• Data to process:
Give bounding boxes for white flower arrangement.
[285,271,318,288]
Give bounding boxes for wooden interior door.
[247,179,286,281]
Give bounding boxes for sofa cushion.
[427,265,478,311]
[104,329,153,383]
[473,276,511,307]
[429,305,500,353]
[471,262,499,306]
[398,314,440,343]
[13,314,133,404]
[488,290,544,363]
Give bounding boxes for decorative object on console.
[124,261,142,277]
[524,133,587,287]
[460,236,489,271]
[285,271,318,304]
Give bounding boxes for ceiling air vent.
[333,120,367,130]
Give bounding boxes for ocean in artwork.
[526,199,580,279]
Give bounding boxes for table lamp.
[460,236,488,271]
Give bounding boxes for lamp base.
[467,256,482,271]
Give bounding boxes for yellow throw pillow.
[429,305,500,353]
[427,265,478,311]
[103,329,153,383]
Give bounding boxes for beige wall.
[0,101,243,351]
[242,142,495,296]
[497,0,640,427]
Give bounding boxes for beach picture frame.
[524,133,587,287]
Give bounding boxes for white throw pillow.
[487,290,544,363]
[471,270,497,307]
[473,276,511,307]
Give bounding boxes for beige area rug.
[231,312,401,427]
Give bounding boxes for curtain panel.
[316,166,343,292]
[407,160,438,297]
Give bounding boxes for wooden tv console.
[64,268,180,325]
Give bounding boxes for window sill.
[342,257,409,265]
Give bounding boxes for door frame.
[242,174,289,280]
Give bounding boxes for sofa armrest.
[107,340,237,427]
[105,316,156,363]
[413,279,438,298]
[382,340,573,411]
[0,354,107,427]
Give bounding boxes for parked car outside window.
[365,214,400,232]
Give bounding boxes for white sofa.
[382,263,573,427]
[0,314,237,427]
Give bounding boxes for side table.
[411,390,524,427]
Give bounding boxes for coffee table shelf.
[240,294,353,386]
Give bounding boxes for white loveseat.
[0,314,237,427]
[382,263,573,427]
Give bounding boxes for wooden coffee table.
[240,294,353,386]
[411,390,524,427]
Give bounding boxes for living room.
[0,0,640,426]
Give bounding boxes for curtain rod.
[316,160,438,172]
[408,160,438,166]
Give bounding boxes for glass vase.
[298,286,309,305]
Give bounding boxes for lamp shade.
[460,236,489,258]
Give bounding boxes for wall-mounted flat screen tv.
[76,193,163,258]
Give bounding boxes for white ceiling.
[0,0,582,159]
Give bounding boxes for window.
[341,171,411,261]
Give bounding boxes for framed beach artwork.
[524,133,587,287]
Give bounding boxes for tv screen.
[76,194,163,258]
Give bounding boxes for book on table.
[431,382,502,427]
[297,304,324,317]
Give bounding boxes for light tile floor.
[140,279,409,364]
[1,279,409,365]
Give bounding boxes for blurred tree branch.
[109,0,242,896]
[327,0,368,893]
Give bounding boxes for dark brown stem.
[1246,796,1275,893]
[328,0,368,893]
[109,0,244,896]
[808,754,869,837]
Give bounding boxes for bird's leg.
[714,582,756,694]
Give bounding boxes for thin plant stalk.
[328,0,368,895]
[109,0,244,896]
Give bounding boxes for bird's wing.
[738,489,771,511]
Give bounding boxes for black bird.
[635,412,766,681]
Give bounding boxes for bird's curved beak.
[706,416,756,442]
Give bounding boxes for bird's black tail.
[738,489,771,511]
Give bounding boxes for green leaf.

• Your goal: Please reproduce all the items above, swapping "Give bounding boxes for" for "Locate" and leaving everything else unchanged.

• Finished answer:
Locate white flower arrangement.
[285,271,318,288]
Locate wooden interior door.
[247,179,286,281]
Locate sofa cushion.
[427,265,478,311]
[104,329,153,383]
[473,276,511,307]
[429,305,500,353]
[471,262,499,306]
[398,314,440,343]
[13,314,133,404]
[488,290,544,363]
Locate decorative object on console.
[124,261,142,277]
[524,133,587,287]
[460,236,489,271]
[285,271,318,304]
Locate ceiling air vent.
[333,120,367,130]
Locate ocean in artwork.
[526,199,580,279]
Locate table lamp.
[460,236,488,271]
Locate lamp base.
[467,256,482,271]
Locate yellow throw pillow.
[429,305,500,353]
[427,265,478,311]
[103,329,153,383]
Locate beige wall.
[0,101,243,351]
[242,142,495,296]
[497,0,640,427]
Locate beach picture frame.
[524,133,587,287]
Locate white throw pillow.
[487,290,544,363]
[471,270,497,307]
[473,276,511,307]
Locate beige area rug.
[231,312,401,427]
Locate curtain panel.
[316,166,343,292]
[407,160,438,297]
Locate wooden tv console.
[64,268,180,325]
Locate window sill.
[342,257,409,265]
Locate door frame.
[242,174,289,280]
Locate sofa armrest.
[107,340,237,427]
[105,316,156,363]
[413,279,438,298]
[382,340,573,411]
[0,354,107,427]
Locate parked car outside window.
[365,214,400,232]
Locate white sofa.
[382,263,573,427]
[0,314,237,427]
Locate side table.
[411,390,524,427]
Locate coffee table shelf.
[240,294,353,386]
Locate white loveseat.
[0,314,237,427]
[382,263,573,427]
Locate wooden coffee table.
[240,294,353,386]
[411,390,524,427]
Locate living room.
[0,0,640,426]
Locate curtain rod.
[316,160,438,172]
[408,160,438,166]
Locate glass vase.
[298,286,309,305]
Locate lamp shade.
[460,236,489,258]
Locate wall-mounted flat screen tv.
[76,193,163,258]
Locate white ceiling.
[0,0,582,159]
Locate window.
[341,171,411,261]
Locate framed beach artwork.
[524,133,587,287]
Locate tv screen.
[76,194,163,258]
Locate book on table.
[431,382,502,427]
[297,304,324,317]
Locate light tile floor.
[140,279,409,364]
[1,279,409,365]
Locate blurred tree branch.
[109,0,242,896]
[327,0,368,893]
Locate dark brown stem.
[1246,796,1275,893]
[328,0,368,893]
[109,0,244,896]
[808,754,869,837]
Locate bird's leg.
[714,582,756,694]
Locate thin plant stalk.
[328,0,368,895]
[109,0,244,896]
Locate bird's wing.
[738,489,771,511]
Locate black bird.
[635,412,766,681]
Locate bird's curved beak.
[706,416,756,442]
Locate bird's black tail.
[738,489,771,511]
Locate green leaf.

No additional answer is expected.